§ Written tasks:
a. Move the rows from the line with "Where can the water surface" through the end of the rows into your reply, with every line in place, and add 85 to each number in the point coordinates.
b. Go on with the window well drainage post from where it stops.

# Water filling up window well



## pb2 (Oct 6, 2009)

Hi,

I've been a homeowner for the past 2 years, and twice in the past 2 weeks one of our two basement window wells has filled up with water during heavy downpours and poured into the basement.

I went out there today to take a look at the well and I have to admit - I'm confused about how basement window well drainage is supposed to work. Here's what I found:

- There is a lot of soil, mulch, and rocks in the window well. I used a shovel to try to clear most of this away (trying to leave the rocks, but they're pretty mixed in with everything else)

- There's some sort of a grated drain in the window well. After removing the grate, I stuck a snake down into the drain. It went down the entire length of the snake (which I assume is 25 feet). To show you how little I know, I didn't realize window wells have drains! I also noticed that there was visible pooled water in the drain.

- The other window well is 6 feet away from this window well and it looked pretty dry. This makes me think that doing something with the slope and/or covering the window well won't really help.

- After cleaning the grate up a bit I turned the hose on to see if water drained better. Looked like it was draining a bit, but then it started to pool again.

- I have not noticed an issue with water coming in through this window in the past.

§ Data section:

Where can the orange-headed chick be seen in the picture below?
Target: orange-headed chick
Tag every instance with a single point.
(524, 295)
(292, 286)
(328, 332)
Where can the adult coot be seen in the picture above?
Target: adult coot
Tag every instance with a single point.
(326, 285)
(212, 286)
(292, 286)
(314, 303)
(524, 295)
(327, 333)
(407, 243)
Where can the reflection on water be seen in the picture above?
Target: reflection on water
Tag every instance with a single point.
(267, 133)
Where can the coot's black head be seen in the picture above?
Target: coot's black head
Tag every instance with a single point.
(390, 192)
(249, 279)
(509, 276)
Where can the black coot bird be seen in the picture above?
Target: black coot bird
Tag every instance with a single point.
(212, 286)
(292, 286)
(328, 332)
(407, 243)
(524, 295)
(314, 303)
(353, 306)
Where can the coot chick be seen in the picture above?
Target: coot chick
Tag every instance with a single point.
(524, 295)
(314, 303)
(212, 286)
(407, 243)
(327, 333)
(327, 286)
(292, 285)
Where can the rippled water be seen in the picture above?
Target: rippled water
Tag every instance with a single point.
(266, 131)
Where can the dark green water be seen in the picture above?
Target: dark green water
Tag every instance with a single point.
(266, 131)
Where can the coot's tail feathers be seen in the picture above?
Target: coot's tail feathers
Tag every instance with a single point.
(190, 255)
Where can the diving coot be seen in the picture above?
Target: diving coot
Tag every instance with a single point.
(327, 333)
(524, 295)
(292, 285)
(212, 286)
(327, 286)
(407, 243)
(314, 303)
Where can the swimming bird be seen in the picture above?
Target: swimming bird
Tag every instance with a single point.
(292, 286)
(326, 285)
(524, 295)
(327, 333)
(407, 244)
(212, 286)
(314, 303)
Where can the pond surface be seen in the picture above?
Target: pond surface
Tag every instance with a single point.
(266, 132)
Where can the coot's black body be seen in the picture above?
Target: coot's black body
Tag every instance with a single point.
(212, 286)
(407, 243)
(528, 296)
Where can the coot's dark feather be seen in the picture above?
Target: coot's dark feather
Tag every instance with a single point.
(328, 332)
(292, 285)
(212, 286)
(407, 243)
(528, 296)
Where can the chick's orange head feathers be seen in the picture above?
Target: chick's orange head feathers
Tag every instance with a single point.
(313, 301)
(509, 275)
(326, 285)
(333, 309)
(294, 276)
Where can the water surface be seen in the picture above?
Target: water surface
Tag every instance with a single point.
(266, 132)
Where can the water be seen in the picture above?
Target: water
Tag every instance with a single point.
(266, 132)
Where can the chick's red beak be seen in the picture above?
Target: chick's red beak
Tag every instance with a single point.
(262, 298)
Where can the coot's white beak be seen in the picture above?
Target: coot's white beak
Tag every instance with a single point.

§ Outputs in order:
a.
Where can the water surface be seen in the picture above?
Target: water surface
Tag every instance with a single point.
(351, 217)
Where can the water be seen in the picture above?
Target: water
Tag every instance with a single point.
(351, 217)
Where can the chick's red beak be seen in the picture above?
Target: chick's red beak
Tag every instance with a single point.
(347, 383)
Where can the coot's white beak be seen in the picture above?
Target: coot's white beak
Tag every instance with a single point.

b.
I have no idea what to do or how to deal with this issue. Is there something I can do to fix this issue myself? If I should hire someone to help, what kind of person should I look up?

Thanks,
PB


----------



## oh'mike (Sep 18, 2009)

Typically the is a perimeter footing drain that runs into the sump pump--the window well drains should be connected to that with a T---

Depending on the age of the house--that perimeter drain could be black corrugated tubing or terracotta clay piping.

You have one of the following problems-- 

Bad connection--no T--just a hole on the lateral line with the vertical one pushed in--to far--

Lateral line clogged

Lateral line collapsed

Lateral line has a belly--low place---


----------



## pb2 (Oct 6, 2009)

We definitely don't have a sump pump and I can't find any place this is draining to. 

I shoved a garden hose down there, and probably got a good 15-20 feet in before I hit any resistance. Afterwards I ran water through the hose. It took about 15 seconds to bubble up to the top and within a minute or two it was starting to pool in the window well. After turning the hose off, it took about a minute for it to all flow down the drain.

After I pulled the garden hose out, I noticed that the water level in the drain was just below the grate.

Can I fix something like this myself? If it involves digging deep into the yard, that's probably something that is beyond me....


----------



## tony.g (Apr 15, 2012)

pb2 said:


> - Is there something I can do to fix this issue myself?


.....


----------



## pb2 (Oct 6, 2009)

tony.g said:


> .....


Hey, why are spying on me - that's exactly what my basement looks like!


----------



## tony.g (Apr 15, 2012)

Google Earth! :laughing:


----------



## ddawg16 (Aug 15, 2011)

Your complaining about getting rain? I know a lot of people that would love to have your rain........

Oh....your problem.....

Get a longer snake....chances are you have a blockage towards the end. 

See if you can find where the drain comes out. My inlaws had a drain for their yard that dumped into the street....it never occured to them to check the grate at the street.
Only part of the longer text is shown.